■ Directions ■
Display every line in the items below that contains the string "bronze", reproducing each such line in full.

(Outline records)
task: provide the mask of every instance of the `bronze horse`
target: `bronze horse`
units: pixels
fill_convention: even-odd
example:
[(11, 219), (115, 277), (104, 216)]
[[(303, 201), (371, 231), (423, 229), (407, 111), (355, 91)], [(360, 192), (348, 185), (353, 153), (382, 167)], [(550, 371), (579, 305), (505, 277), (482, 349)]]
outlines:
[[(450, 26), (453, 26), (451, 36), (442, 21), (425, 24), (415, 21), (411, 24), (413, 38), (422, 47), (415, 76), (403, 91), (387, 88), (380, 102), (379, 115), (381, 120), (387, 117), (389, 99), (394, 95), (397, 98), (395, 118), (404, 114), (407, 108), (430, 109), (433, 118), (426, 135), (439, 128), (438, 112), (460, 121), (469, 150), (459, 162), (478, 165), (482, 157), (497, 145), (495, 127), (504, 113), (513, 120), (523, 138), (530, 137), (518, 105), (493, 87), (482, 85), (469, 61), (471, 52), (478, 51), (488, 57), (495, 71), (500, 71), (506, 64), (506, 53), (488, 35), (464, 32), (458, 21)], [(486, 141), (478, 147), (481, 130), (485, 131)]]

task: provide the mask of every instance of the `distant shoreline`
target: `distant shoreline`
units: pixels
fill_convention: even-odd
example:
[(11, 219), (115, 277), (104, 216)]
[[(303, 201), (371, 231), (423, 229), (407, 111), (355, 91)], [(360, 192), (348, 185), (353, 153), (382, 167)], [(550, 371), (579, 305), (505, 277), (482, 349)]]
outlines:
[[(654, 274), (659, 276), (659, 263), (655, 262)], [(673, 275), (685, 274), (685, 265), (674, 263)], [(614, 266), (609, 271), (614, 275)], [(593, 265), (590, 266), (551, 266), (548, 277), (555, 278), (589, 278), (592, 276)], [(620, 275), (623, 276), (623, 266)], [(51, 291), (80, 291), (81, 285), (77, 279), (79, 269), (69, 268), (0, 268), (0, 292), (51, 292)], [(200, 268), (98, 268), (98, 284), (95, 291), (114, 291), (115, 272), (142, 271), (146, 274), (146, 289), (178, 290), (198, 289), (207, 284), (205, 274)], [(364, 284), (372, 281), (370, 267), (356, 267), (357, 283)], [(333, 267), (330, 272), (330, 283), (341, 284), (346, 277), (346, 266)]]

■ Answer for the task ■
task: provide the mask of every instance of the `bronze horse`
target: `bronze horse`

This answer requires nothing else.